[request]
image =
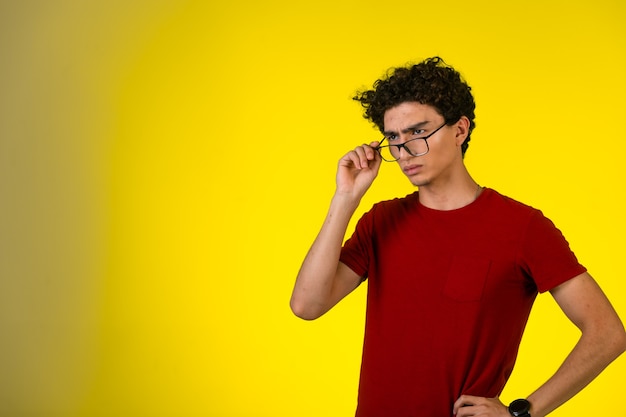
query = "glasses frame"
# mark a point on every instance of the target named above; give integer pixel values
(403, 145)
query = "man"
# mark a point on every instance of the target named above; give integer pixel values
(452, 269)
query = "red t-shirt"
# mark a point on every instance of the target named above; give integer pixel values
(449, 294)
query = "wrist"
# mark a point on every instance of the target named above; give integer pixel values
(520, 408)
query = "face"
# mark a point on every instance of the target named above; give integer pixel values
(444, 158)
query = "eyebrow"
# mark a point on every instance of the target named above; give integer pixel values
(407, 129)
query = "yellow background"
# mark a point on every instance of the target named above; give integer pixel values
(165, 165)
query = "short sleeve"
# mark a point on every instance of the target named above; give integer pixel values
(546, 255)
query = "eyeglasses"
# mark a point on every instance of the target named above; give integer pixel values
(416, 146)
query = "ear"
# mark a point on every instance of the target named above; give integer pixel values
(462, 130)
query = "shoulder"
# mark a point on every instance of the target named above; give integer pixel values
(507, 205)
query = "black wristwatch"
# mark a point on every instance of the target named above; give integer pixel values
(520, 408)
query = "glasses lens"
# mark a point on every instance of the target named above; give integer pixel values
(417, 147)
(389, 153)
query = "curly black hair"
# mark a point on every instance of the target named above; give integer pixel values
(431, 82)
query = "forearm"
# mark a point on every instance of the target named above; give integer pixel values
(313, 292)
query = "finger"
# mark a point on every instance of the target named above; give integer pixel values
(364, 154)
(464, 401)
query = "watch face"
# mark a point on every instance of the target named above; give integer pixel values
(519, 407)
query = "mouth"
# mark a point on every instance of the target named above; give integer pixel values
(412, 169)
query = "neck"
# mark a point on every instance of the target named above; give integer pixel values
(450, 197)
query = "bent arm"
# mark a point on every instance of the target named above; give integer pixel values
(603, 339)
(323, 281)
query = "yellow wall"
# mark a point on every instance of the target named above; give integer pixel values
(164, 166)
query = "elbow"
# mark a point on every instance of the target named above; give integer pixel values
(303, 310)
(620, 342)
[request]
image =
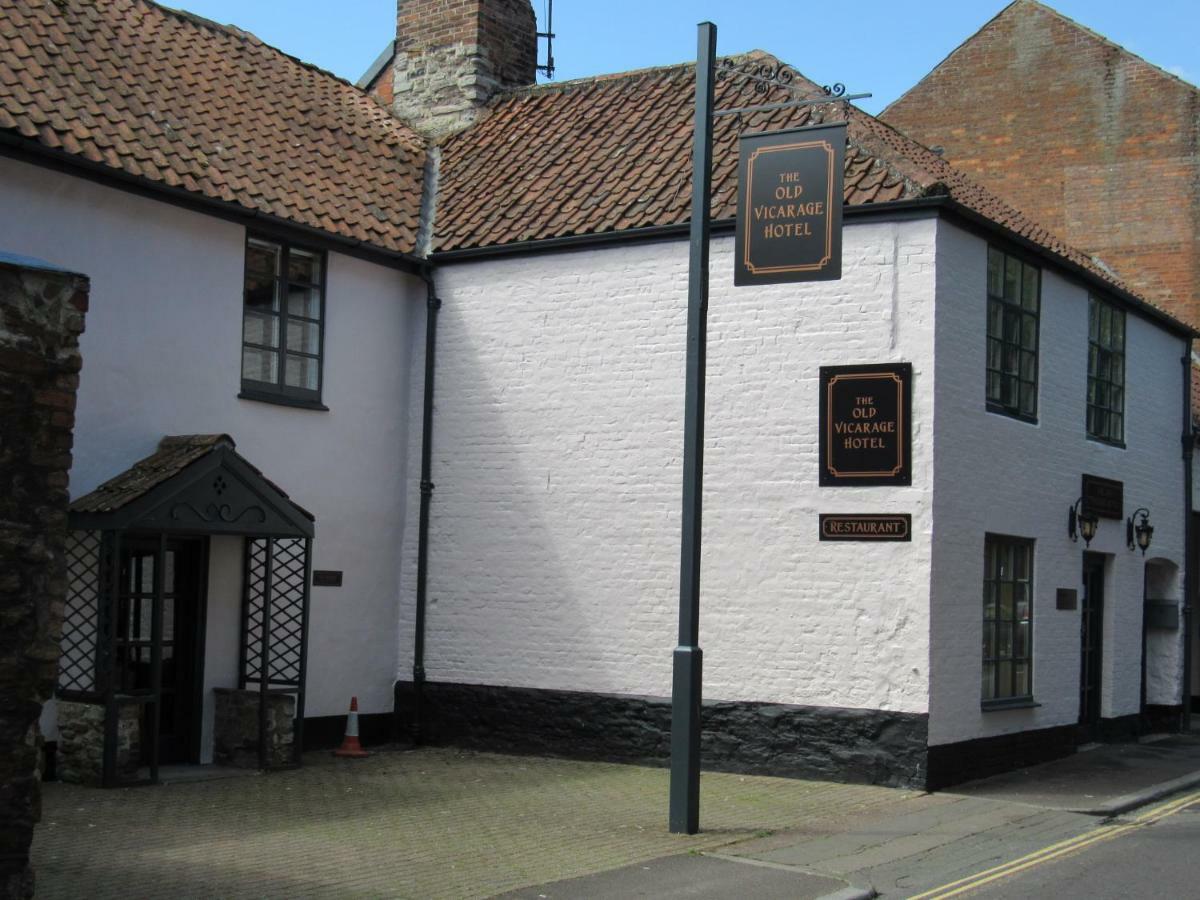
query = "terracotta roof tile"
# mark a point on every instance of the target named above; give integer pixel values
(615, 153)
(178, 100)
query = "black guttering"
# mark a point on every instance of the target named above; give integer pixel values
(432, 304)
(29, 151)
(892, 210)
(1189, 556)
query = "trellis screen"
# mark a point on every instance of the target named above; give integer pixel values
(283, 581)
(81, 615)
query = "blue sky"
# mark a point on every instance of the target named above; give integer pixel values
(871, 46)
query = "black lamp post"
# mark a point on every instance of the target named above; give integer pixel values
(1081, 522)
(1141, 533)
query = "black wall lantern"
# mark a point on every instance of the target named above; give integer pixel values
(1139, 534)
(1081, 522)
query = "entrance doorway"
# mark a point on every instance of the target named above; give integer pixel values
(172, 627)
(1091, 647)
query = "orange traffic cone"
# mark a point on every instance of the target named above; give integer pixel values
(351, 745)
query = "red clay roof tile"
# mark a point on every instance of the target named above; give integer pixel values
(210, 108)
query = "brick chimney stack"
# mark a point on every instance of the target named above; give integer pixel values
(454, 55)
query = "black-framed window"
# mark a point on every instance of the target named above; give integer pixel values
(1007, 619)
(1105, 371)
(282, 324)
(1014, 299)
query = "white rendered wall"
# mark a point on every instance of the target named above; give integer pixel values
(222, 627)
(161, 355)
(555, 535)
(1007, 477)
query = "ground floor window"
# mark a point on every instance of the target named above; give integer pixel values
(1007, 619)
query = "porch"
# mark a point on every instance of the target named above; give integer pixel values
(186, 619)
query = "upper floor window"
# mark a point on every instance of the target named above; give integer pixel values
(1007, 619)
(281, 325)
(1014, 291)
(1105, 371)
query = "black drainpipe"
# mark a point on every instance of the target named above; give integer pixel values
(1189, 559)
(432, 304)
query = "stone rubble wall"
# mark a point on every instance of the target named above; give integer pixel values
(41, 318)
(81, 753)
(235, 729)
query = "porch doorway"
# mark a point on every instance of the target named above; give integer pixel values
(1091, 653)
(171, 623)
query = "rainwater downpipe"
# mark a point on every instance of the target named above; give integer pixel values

Exercise description: Extract every line from the records above that contains the word "tile".

Result of this task:
query = "terracotta roof tile"
query = "red clay roof tile"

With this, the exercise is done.